Goal: Report every line in the entries below that contains the word "house", copying each such line in full.

— begin Records for the task —

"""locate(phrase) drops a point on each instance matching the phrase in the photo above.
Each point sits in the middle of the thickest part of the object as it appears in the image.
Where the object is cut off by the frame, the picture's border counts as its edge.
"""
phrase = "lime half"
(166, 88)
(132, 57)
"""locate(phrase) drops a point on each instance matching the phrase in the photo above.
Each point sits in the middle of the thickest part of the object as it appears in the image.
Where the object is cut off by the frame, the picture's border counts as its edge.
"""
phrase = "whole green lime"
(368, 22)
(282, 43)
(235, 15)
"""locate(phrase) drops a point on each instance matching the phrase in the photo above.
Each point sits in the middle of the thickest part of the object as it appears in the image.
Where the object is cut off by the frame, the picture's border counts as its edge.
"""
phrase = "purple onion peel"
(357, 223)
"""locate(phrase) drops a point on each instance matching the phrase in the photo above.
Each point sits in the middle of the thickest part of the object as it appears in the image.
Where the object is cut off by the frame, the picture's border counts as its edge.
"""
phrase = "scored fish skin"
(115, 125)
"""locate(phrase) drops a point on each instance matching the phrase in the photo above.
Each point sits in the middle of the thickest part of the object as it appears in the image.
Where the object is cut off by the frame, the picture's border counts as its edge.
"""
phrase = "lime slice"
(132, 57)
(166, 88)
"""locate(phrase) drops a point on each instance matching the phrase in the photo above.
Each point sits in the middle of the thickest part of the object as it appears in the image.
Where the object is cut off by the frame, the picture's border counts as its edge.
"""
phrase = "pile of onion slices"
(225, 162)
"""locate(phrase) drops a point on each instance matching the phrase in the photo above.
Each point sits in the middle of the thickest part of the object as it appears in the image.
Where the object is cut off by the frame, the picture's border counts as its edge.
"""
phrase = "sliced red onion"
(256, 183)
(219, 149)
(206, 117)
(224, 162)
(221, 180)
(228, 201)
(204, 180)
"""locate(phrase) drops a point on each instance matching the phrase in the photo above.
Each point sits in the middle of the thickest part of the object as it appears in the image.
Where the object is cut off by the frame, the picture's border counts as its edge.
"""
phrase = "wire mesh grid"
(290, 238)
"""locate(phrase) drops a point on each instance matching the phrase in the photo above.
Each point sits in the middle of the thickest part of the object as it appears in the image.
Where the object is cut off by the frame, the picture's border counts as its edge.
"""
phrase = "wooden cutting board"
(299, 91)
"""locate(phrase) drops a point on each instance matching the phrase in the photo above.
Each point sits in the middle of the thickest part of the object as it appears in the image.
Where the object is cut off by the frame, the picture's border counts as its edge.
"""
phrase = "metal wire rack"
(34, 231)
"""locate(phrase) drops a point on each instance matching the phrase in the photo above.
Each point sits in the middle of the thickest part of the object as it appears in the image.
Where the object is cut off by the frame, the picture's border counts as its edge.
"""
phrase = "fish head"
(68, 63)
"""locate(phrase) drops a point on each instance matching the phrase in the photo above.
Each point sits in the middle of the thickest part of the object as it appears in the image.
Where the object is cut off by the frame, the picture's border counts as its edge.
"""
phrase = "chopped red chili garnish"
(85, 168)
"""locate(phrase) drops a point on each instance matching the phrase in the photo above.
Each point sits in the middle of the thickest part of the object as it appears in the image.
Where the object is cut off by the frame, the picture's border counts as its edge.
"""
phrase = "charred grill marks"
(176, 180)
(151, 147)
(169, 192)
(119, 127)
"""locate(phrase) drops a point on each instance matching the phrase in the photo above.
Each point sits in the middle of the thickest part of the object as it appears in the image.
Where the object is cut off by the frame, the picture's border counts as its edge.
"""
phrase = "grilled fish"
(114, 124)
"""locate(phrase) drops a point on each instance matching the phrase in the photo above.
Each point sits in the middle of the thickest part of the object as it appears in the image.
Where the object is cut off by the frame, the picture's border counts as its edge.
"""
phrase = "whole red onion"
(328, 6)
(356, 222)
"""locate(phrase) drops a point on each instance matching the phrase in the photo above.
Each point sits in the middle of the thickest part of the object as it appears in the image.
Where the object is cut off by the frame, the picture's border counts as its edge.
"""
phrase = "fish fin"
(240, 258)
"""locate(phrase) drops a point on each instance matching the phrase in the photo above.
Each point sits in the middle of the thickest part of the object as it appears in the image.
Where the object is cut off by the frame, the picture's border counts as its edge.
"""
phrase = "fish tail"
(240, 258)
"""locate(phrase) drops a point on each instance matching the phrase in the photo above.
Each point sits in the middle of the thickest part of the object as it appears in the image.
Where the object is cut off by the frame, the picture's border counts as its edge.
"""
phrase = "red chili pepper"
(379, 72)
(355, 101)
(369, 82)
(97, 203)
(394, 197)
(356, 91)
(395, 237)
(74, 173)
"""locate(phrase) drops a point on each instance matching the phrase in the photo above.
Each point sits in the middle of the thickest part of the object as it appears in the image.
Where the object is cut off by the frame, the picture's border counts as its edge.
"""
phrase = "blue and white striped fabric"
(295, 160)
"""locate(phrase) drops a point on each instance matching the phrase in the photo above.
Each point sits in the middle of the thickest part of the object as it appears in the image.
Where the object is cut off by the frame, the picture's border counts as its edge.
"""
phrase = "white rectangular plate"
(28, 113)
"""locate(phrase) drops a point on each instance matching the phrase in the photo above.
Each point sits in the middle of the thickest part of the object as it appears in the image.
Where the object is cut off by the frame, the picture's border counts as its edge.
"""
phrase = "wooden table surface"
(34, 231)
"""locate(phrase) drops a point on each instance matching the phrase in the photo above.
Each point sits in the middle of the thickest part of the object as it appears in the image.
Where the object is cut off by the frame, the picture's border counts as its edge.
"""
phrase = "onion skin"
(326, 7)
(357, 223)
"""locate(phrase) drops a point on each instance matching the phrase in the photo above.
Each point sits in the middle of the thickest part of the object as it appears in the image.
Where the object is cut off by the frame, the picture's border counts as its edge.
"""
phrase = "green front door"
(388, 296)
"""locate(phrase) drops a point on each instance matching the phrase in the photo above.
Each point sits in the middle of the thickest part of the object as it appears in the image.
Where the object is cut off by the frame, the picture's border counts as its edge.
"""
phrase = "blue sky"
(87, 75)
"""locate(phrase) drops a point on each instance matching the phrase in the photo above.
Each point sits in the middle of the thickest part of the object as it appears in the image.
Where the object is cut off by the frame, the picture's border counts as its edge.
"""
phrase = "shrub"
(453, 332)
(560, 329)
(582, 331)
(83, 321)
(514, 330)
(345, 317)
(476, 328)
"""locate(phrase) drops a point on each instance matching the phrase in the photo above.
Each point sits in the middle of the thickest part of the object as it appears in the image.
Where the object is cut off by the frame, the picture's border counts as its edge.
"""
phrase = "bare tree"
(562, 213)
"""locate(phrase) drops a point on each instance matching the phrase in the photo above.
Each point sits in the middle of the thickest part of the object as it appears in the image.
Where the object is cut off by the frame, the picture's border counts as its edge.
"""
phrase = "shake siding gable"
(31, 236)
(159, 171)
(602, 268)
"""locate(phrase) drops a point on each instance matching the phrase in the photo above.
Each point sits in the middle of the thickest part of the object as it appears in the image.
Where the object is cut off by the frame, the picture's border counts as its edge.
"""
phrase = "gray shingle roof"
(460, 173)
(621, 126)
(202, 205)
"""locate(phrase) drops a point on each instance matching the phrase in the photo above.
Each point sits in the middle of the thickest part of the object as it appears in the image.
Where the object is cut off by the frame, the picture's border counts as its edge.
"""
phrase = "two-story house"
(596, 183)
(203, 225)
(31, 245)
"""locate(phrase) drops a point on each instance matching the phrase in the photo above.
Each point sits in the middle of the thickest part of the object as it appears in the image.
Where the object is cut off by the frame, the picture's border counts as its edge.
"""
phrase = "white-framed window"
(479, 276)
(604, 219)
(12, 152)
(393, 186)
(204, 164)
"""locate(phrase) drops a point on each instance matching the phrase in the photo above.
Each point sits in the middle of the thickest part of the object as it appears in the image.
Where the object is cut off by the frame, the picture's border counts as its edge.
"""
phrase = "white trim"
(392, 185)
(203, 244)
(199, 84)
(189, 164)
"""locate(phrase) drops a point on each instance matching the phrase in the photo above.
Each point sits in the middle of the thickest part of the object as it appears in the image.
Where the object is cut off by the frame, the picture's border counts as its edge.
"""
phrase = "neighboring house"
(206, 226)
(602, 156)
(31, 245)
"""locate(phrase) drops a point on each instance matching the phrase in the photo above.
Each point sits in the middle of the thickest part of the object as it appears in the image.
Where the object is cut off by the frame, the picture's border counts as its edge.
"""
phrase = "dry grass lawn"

— end Records for the task —

Solution for this problem:
phrase = "two-story house"
phrase = "neighboring house"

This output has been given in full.